Problem
Please identify each line in the rows below that contains the string "left" and copy those lines in full. Matching is case-sensitive.

╭──

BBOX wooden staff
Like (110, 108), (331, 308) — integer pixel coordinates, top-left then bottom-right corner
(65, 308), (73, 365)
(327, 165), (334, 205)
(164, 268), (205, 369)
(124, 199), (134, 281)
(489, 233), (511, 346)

╰──

Problem solution
Like (110, 108), (331, 308) — integer pixel coordinates, top-left then bottom-right corner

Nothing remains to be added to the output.